------ Available data

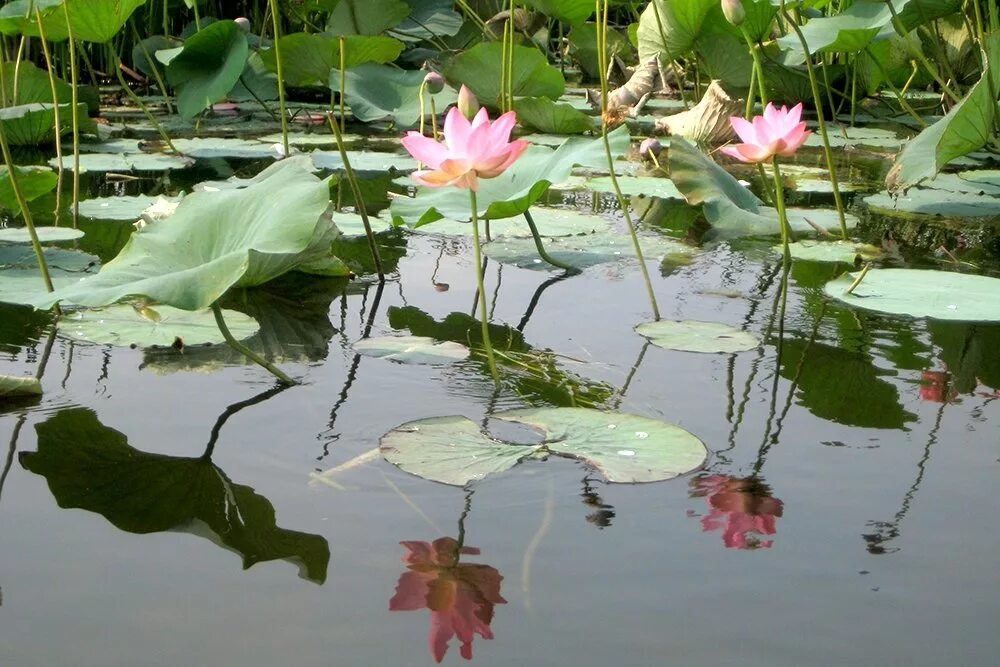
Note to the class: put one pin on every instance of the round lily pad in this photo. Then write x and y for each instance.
(695, 336)
(412, 349)
(845, 252)
(125, 326)
(584, 251)
(624, 448)
(45, 234)
(941, 295)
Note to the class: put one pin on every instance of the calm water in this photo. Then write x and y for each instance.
(846, 516)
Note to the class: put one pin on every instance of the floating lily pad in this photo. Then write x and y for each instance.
(17, 386)
(941, 295)
(153, 326)
(125, 162)
(846, 252)
(584, 251)
(695, 336)
(412, 349)
(45, 234)
(624, 448)
(551, 222)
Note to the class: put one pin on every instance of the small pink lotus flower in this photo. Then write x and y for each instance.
(470, 151)
(777, 132)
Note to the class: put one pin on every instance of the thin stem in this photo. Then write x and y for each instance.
(246, 351)
(275, 20)
(359, 201)
(541, 248)
(483, 313)
(818, 102)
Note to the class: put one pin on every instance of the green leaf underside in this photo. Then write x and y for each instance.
(695, 336)
(124, 326)
(92, 467)
(941, 295)
(412, 349)
(624, 448)
(214, 241)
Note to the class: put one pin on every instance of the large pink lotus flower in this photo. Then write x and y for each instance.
(743, 508)
(470, 151)
(777, 132)
(460, 596)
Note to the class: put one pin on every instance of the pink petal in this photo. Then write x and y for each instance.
(425, 149)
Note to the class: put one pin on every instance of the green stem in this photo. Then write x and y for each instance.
(276, 27)
(542, 252)
(483, 313)
(818, 102)
(779, 201)
(359, 202)
(246, 351)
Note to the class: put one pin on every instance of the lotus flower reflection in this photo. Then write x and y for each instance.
(470, 151)
(777, 132)
(460, 596)
(742, 508)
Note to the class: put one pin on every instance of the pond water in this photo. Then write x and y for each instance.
(176, 508)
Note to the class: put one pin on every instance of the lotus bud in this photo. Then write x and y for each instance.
(467, 103)
(733, 11)
(650, 149)
(434, 83)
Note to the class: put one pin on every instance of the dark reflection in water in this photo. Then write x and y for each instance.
(743, 508)
(92, 467)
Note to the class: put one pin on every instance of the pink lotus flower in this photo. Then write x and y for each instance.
(777, 132)
(470, 151)
(743, 508)
(461, 596)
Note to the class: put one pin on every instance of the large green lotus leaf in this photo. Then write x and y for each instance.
(33, 124)
(126, 326)
(939, 295)
(307, 58)
(842, 386)
(479, 69)
(125, 162)
(514, 191)
(366, 17)
(648, 186)
(585, 251)
(544, 115)
(551, 222)
(412, 349)
(670, 28)
(965, 128)
(429, 19)
(215, 241)
(92, 467)
(375, 92)
(17, 386)
(33, 181)
(208, 67)
(695, 336)
(45, 234)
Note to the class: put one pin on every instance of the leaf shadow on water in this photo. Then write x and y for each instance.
(92, 467)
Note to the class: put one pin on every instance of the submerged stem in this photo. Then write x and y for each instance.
(246, 351)
(483, 313)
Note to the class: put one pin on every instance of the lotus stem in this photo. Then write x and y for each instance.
(602, 14)
(779, 201)
(117, 65)
(276, 27)
(818, 103)
(25, 211)
(359, 201)
(246, 351)
(481, 288)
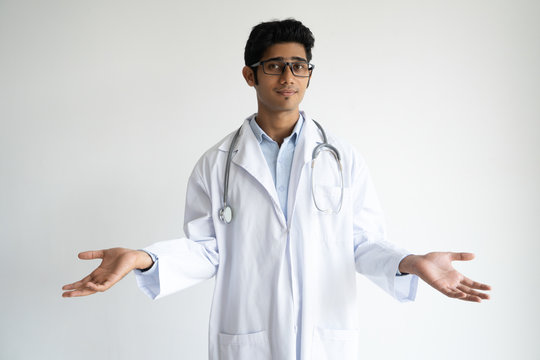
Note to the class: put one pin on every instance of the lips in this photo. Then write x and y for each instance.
(287, 92)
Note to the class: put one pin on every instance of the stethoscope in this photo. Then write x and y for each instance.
(226, 212)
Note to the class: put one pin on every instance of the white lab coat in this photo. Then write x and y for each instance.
(280, 286)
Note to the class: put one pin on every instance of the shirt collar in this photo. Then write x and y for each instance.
(260, 134)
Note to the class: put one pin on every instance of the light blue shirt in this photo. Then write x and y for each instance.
(279, 158)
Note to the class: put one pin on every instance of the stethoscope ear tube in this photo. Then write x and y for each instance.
(226, 213)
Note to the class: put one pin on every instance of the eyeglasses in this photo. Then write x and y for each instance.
(277, 67)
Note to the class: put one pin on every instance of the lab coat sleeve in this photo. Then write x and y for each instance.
(376, 258)
(181, 263)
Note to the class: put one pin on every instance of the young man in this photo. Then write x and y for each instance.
(283, 234)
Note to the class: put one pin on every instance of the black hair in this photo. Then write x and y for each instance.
(269, 33)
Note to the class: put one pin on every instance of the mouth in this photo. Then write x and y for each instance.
(287, 92)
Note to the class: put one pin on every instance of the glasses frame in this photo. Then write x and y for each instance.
(287, 63)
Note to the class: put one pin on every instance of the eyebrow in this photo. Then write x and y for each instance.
(281, 58)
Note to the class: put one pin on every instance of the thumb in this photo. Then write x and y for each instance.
(461, 256)
(92, 254)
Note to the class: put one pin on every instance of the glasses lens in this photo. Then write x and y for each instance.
(274, 67)
(300, 68)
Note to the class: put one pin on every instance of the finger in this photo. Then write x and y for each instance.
(76, 284)
(92, 254)
(469, 291)
(461, 256)
(99, 286)
(471, 298)
(77, 293)
(453, 293)
(474, 284)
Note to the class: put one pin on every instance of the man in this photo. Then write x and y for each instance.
(287, 234)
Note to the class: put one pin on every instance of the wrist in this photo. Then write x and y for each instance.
(143, 261)
(408, 264)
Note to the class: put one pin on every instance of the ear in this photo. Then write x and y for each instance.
(248, 75)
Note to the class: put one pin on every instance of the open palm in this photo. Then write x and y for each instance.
(116, 263)
(436, 269)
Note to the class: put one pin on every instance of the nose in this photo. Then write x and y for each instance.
(287, 76)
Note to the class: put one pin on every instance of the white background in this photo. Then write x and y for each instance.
(105, 106)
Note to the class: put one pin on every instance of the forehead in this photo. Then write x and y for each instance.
(285, 50)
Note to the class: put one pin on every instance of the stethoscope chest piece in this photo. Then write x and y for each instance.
(225, 214)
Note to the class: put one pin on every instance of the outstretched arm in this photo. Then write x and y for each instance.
(436, 269)
(115, 264)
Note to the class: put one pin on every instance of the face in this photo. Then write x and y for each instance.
(279, 93)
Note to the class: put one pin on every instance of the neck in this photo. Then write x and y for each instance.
(277, 125)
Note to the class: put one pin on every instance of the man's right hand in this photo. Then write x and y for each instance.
(115, 264)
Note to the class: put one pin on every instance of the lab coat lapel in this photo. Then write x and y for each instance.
(310, 137)
(249, 156)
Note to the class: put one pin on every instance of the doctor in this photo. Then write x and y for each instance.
(285, 263)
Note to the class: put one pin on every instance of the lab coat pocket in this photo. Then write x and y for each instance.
(245, 346)
(334, 344)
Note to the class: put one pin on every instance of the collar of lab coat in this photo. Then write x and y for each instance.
(248, 155)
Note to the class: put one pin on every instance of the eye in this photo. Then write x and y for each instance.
(273, 66)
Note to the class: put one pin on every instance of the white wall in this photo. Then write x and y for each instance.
(106, 105)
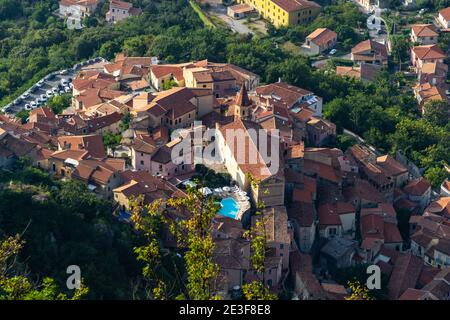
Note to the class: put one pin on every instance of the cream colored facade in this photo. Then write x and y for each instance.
(269, 10)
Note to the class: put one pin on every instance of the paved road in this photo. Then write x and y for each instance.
(238, 26)
(49, 82)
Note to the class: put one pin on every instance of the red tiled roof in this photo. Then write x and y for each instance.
(91, 143)
(426, 52)
(294, 5)
(322, 36)
(324, 171)
(287, 93)
(417, 187)
(164, 70)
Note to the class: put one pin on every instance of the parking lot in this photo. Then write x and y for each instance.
(51, 82)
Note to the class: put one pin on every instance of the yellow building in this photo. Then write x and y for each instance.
(285, 12)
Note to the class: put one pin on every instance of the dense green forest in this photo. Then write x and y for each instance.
(62, 224)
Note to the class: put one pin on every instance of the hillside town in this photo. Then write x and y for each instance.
(327, 210)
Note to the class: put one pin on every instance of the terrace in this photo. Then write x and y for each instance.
(234, 202)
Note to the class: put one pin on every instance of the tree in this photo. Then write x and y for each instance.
(14, 285)
(257, 290)
(195, 234)
(437, 112)
(358, 291)
(111, 140)
(192, 233)
(147, 219)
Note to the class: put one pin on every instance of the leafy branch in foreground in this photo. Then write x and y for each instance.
(16, 286)
(359, 291)
(195, 234)
(257, 290)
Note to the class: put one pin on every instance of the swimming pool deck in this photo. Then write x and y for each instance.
(244, 205)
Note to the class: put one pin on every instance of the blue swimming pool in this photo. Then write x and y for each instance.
(230, 208)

------------

### What the task requires:
Everything from the line with "of the leafy" down to the last line of the data above should be returned exactly, with both ends kept and nothing added.

### Response:
Note to the class: put one pin on every instance of the leafy branch in foreground in this photo. Then write x and y for each instance.
(16, 286)
(359, 291)
(195, 234)
(257, 290)
Note to the class: put one pin on every instance of the swimming pool deck in this photo. Then write x and y for each instance.
(244, 205)
Note to the class: put one pin on every instance of the blue swimming pool in this photo. Then write x and y for each instance.
(230, 208)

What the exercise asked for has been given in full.